> _Objective_
Reproduce the records below exactly as given.

> _Supplied material_
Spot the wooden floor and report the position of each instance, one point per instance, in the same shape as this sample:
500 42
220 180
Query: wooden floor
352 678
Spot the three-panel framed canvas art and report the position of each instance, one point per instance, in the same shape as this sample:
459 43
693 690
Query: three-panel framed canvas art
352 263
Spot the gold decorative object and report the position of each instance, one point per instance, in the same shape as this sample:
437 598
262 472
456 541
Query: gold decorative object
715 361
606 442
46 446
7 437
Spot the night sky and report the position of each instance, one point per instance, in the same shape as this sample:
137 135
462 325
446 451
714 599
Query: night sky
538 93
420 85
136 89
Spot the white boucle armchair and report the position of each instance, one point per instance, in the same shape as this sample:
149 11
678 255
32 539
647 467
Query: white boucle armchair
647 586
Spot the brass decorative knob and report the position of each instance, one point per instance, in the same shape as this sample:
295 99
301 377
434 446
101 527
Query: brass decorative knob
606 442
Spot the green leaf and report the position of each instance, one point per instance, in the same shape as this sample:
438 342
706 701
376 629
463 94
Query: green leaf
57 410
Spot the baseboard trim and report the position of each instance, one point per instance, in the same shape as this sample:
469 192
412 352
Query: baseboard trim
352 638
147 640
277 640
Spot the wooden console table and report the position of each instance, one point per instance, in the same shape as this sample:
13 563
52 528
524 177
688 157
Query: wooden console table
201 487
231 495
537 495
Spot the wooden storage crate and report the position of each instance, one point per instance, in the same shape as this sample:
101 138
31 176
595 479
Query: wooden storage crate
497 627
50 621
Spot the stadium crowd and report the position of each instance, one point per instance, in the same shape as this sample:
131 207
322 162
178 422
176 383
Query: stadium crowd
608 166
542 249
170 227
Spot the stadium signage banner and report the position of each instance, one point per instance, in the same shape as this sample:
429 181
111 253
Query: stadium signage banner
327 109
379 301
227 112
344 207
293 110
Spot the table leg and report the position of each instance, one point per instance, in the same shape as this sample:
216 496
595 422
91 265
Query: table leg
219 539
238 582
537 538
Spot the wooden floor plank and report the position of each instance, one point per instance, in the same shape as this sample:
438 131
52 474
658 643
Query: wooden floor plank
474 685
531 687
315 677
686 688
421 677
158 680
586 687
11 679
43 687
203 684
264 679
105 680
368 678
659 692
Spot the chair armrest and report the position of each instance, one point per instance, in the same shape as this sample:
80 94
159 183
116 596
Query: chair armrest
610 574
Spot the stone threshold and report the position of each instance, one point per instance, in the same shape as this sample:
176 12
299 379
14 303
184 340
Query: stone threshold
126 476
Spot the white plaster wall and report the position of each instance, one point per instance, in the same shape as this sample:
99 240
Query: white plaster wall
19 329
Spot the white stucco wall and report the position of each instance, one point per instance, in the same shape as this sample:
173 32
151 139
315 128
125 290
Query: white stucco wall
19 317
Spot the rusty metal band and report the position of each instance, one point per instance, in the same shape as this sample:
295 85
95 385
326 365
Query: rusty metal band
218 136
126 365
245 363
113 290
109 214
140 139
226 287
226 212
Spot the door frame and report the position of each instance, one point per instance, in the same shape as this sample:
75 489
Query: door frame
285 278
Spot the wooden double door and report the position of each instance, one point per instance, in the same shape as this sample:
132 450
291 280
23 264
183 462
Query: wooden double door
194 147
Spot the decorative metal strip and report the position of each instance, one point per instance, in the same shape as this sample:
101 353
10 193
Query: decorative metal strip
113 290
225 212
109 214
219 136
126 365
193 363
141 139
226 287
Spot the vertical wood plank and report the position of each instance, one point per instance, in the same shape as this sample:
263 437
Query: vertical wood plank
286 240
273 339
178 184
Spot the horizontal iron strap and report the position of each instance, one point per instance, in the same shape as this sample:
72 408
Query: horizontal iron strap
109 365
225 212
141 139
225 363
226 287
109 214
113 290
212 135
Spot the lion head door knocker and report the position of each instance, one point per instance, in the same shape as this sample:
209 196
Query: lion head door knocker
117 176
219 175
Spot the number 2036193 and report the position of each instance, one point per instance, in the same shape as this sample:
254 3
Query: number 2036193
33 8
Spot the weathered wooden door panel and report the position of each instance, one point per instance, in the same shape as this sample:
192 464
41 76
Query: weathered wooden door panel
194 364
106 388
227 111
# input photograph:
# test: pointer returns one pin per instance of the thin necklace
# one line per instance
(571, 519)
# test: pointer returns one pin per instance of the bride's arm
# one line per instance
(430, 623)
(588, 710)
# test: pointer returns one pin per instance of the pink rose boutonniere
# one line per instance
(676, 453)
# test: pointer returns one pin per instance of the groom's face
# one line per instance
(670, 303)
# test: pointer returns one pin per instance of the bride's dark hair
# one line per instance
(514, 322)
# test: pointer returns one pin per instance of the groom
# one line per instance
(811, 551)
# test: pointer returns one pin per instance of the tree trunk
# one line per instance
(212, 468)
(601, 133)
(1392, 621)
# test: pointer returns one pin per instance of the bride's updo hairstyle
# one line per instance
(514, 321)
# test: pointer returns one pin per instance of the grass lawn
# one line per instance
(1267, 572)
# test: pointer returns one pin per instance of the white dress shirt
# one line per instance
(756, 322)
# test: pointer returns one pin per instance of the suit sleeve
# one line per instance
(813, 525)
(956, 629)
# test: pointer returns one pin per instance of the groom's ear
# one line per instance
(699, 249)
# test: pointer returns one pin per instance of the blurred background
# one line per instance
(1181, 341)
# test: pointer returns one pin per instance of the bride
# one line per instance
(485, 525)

> _Complete answer_
Spot the wooden floor and report the position of each instance, one point per instance, in the same shape as this sample:
500 42
220 180
Query: wooden floor
352 678
Spot the three-panel framed canvas art and report the position of each instance, one point per instance, in the same shape as this sample:
459 43
693 690
Query: three-panel framed canvas art
352 263
Spot the gold decorative object and report the position of each instance, one point per instance, in the same shape as this sample:
437 598
262 472
456 541
Query: gold decorative object
715 361
606 442
46 446
7 437
Spot the night sky and report the position of each instance, one point per instance, in the same shape as this sample:
137 135
462 325
446 451
714 599
Query: night sky
538 93
420 85
136 89
Spot the white boucle armchair and report the position of each instance, one point per instance, in the same shape as this sample:
149 11
678 255
32 539
647 467
Query: white boucle armchair
647 586
Spot the brass decorative knob and report the position of each instance, one point per instance, in the same shape as this sample:
295 99
301 377
434 446
101 527
Query: brass decorative knob
606 442
Spot the green leaf and report the position of each instance, one point per instance, in the same shape as this sample:
438 342
706 701
376 629
463 94
Query: green leaf
57 410
Spot the baseboard trim and report the position of each instance, one point per instance, in the same shape as this sample:
469 192
412 352
Query: baseboard trim
352 638
147 640
277 640
Spot the wooden console table and report the position of each instance, one point per instance, in the same shape as this sample:
13 563
52 528
524 177
688 157
Query: wooden console table
201 487
231 495
537 495
Spot the wooden storage crate and report the position of each instance, one point per instance, in the same shape as this sample:
101 138
31 176
595 479
Query: wooden storage crate
497 627
50 621
Spot the stadium crowd and report the position of each instance, one point per instance, in the same shape as this sample:
131 207
322 162
178 422
176 383
Query: stadium crowd
608 166
542 249
170 227
Spot the stadium signage banner and report the position of each instance, one point per instance, in the same shape as this sample:
429 181
111 253
Query: stadium signage banner
327 109
379 301
227 112
344 207
293 110
Spot the table leg and report the position of each instance, one point per instance, in the same shape as this sample:
216 496
595 422
91 265
Query: table leg
219 539
238 582
537 538
Spot the wooden floor plank and report the position of each instance, one point per instance, in the same shape as this sample:
438 131
52 474
658 643
Query: wooden floor plank
474 685
531 687
315 677
686 688
421 677
158 680
586 687
11 679
43 687
203 684
264 679
105 680
368 678
659 692
Spot the chair armrest and report the position of each instance, one point per instance, in the same shape as this sample:
80 94
159 183
116 596
Query: chair armrest
610 574
Spot the stone threshold and report the position of each instance, one point per instance, in the same shape as this sample:
176 12
299 379
14 303
184 340
Query: stone threshold
126 476
Spot the white plaster wall and report the position of each instance, one point per instance, in the same shape as this sample:
99 240
Query: white plaster wall
19 329
Spot the white stucco wall and report the position of each instance, one point per instance, in the same shape as this sample:
173 32
151 139
315 128
125 290
Query: white stucco wall
19 317
Spot the rusty metal band and report the position of each instance, one point per instance, in the same shape as this sample:
295 85
95 385
326 365
Query: rusty metal band
218 136
126 365
245 363
113 290
109 214
140 139
226 287
226 212
Spot the door frame and report the position of each instance, one point per instance, in the same shape as this sample:
75 489
Query: door frame
285 278
Spot the wooden double door and report the position of each instance, one point per instance, in the same shape as this sample:
132 450
291 280
23 264
183 462
Query: wooden double door
194 147
Spot the decorative metal strip and report the position of each instance, one point per instance, in the same shape as this sample:
101 353
10 193
Query: decorative metal strip
113 290
225 212
109 214
219 136
126 365
193 363
141 139
226 287
Spot the vertical wood plank and report the position of each instance, one point per instance, in the same shape as this sample:
263 437
Query: vertical wood plank
286 240
273 339
178 184
Spot the horizontal iron strap and report the position of each instance, one point per instance, in the same shape as this sample:
72 408
Query: horizontal iron strap
109 365
225 212
141 139
225 363
226 287
109 214
113 290
212 135
Spot the lion head door knocker and report the position of each instance, one point per instance, in the same shape as this sample:
209 196
Query: lion head door knocker
117 176
219 175
Spot the number 2036193 and report the position of each instance, one point per instance, in the same shape as this sample:
254 3
Query: number 2036193
33 8
Spot the weathered wooden door panel and report the position of each instance, one point per instance, in the same shape as this sample:
192 464
41 76
Query: weathered wooden door panel
194 364
106 388
227 111
# input photograph:
# test: pointer returns one pin per instance of the thin necklace
# one line per instance
(571, 519)
# test: pointer returns one pin per instance of the bride's arm
# one line per instance
(430, 623)
(588, 710)
# test: pointer returns one pin per instance of the pink rose boutonniere
# one line per instance
(676, 453)
# test: pointer returns one pin per instance of the groom's face
# one line per instance
(670, 303)
# test: pointer returns one pin per instance of the bride's dark hair
# one line per instance
(514, 322)
# test: pointer returns one pin per instance of the groom
# one line per instance
(811, 551)
# test: pointer returns one pin per instance of the tree trunk
# one line per instance
(212, 468)
(601, 133)
(1392, 621)
# test: pointer returns one pin per instance of the bride's updo hairstyle
# one line per instance
(514, 321)
# test: pointer returns one pin per instance of the grass lawn
# one line per instance
(1267, 572)
# test: pointer returns one pin per instance of the white dress shirt
# one line per instance
(756, 322)
# test: pointer returns one pin per instance of the suit sleeve
# one line per instance
(813, 525)
(956, 629)
# test: pointer returns one pin per instance of the groom's ear
# one line per instance
(699, 249)
# test: pointer returns one pin per instance of the blurred background
# one line per instance
(1181, 341)
# test: pointer returns one pin per instance of the bride
# one line per instance
(485, 525)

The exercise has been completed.